──────── Records for the exercise

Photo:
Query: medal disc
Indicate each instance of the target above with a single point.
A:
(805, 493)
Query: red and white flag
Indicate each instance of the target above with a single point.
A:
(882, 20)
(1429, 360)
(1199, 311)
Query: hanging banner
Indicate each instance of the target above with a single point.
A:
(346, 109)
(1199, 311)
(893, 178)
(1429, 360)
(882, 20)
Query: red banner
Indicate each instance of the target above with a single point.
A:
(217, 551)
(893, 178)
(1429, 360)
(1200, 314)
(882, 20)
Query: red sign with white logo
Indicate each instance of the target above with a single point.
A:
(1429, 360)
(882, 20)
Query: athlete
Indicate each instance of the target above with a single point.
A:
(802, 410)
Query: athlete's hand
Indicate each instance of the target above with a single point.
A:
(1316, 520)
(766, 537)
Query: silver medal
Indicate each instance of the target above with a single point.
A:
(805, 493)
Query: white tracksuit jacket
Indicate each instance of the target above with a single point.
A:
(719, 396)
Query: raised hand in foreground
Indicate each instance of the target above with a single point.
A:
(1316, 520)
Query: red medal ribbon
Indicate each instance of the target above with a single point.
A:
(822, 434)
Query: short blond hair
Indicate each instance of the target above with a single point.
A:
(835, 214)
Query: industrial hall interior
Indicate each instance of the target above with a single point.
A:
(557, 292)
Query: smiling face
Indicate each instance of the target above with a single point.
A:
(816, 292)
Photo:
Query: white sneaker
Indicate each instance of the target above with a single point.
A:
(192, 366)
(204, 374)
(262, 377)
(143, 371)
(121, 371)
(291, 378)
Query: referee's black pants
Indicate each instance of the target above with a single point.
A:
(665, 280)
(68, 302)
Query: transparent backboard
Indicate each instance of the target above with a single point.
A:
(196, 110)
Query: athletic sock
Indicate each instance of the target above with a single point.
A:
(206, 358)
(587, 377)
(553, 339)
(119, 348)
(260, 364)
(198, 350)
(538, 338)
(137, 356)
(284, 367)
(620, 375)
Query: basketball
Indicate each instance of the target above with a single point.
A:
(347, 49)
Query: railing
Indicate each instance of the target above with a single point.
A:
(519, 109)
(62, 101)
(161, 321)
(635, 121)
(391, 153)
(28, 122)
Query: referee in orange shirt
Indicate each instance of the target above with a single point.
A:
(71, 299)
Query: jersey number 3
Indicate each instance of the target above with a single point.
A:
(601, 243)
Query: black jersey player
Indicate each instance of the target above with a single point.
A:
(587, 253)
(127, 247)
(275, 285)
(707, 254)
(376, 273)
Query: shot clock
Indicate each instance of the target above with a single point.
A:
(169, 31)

────────────────

# Exercise description:
Repeat each of the entries exactly.

# Result of the task:
Photo:
Query: medal disc
Indicate each instance of the target above with a single point.
A:
(805, 493)
Query: red and white flag
Indicate each instance of the target above with a single point.
A:
(882, 20)
(1429, 360)
(1199, 311)
Query: hanging banner
Indicate each instance of the target above with a single point.
A:
(346, 109)
(1199, 311)
(893, 178)
(1429, 360)
(882, 20)
Query: red banner
Indicate each instance of the target above with a single point.
A:
(217, 551)
(893, 178)
(1429, 360)
(1200, 314)
(882, 20)
Query: red sign with white logo
Indicate each instance of the target above with a single point.
A:
(1429, 360)
(882, 20)
Query: athlete
Indicate each instance of the target above with a single point.
A:
(802, 410)
Query: athlete's hand
Indicate each instance of the target above with a single point.
A:
(1316, 520)
(766, 537)
Query: silver medal
Indicate each instance of the target above with a single point.
A:
(805, 493)
Query: white tracksuit jacket
Indicate each instance of the target above with a single point.
A:
(719, 396)
Query: raised hand in foreground
Indicate each instance of the target above with a single point.
A:
(1316, 520)
Query: red medal ribbon
Indicate each instance of the target above with a single point.
A:
(822, 434)
Query: short blond hair
Indicate each instance of the target above with a single point.
A:
(835, 214)
Query: industrial hall interior
Indicate each instance of the target above with a single point.
A:
(557, 292)
Query: smiling face
Indicate each instance of the target above with a single point.
A:
(816, 292)
Photo:
Query: white sneaker
Indicate each instance of the target above with a single point.
A:
(192, 366)
(204, 374)
(262, 377)
(143, 371)
(121, 371)
(291, 378)
Query: referee's black pants
Indicate each instance of the target above with a single point.
A:
(665, 280)
(68, 302)
Query: transparent backboard
Indicate each instance of the target above with a single point.
A:
(196, 110)
Query: athletic sock
Indicate each instance of the target above with a single point.
A:
(206, 358)
(587, 377)
(553, 339)
(119, 348)
(260, 364)
(198, 350)
(538, 338)
(137, 356)
(284, 367)
(620, 375)
Query: basketball
Indicate each instance of the target above with a single point.
A:
(347, 49)
Query: railing
Indicate each instance of the target above with a single point.
A:
(519, 109)
(62, 101)
(161, 321)
(635, 121)
(391, 153)
(28, 122)
Query: referee in orange shirt
Indicate each instance of the target above with a single point.
A:
(71, 299)
Query: jersey number 3
Indicate each instance of the target above with a single point.
A:
(601, 243)
Query: black jersey player
Indicate each instance of the target above with a single point.
A:
(587, 253)
(127, 247)
(275, 285)
(707, 254)
(376, 273)
Query: shot clock
Indicate each instance of the target above with a single point.
A:
(169, 31)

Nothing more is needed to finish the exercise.